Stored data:
= Beginning of Section =
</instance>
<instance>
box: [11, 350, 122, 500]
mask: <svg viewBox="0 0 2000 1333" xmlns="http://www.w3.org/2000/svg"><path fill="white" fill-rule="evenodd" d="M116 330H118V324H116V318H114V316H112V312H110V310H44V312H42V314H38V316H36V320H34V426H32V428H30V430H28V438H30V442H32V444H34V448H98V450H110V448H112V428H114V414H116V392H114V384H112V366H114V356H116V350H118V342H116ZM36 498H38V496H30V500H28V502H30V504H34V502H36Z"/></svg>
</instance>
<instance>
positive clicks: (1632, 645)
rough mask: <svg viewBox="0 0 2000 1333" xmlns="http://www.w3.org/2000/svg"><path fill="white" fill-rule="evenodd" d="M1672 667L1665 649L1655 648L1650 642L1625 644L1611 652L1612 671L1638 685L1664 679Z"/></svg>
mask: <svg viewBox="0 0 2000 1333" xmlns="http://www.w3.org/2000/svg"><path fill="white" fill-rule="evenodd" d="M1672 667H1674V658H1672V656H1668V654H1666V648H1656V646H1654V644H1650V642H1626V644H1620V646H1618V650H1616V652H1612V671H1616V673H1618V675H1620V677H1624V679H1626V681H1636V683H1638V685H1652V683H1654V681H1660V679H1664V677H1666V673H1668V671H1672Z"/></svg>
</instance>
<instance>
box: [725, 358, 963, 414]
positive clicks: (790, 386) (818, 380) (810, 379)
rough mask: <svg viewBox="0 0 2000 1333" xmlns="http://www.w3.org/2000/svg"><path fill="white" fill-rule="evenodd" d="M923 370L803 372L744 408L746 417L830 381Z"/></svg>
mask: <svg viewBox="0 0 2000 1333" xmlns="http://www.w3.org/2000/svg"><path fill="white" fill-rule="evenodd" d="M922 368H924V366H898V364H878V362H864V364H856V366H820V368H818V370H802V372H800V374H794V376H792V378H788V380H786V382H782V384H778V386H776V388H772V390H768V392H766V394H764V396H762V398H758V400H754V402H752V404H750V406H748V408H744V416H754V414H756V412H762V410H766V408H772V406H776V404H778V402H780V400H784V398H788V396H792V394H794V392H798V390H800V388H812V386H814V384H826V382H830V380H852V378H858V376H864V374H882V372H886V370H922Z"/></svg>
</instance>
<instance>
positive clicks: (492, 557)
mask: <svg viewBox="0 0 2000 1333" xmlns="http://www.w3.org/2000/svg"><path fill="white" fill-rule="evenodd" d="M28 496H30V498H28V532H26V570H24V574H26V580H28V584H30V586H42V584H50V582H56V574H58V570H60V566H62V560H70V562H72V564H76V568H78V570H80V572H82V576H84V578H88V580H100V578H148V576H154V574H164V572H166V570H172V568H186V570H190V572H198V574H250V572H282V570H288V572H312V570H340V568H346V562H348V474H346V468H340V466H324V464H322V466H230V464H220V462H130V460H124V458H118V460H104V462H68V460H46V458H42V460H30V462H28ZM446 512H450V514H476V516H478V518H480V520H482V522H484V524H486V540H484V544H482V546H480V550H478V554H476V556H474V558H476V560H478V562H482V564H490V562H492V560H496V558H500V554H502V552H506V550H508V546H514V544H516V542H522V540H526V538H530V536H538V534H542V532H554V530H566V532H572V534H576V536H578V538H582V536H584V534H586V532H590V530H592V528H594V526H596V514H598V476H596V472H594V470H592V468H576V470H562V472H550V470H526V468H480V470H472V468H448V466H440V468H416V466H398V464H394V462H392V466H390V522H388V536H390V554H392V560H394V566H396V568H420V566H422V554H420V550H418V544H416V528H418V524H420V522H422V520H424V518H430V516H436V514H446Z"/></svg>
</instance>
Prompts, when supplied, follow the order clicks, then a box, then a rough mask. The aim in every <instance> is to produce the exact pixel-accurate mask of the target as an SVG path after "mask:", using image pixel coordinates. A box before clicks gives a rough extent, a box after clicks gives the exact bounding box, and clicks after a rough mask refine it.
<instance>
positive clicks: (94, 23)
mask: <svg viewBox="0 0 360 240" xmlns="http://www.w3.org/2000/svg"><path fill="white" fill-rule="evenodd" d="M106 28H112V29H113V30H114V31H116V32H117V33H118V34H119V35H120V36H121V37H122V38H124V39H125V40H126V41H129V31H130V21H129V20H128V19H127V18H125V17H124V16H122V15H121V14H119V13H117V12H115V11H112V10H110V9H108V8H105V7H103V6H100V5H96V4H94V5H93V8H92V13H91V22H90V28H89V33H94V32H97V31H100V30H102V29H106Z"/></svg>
= End of Section =
#### [EXERCISE PROMPT]
Show every line of the material above that contains the word "positive".

#### [TASK OUTPUT]
positive clicks: (1632, 645)
positive clicks: (790, 386) (818, 380) (810, 379)
positive clicks: (492, 557)
positive clicks: (94, 23)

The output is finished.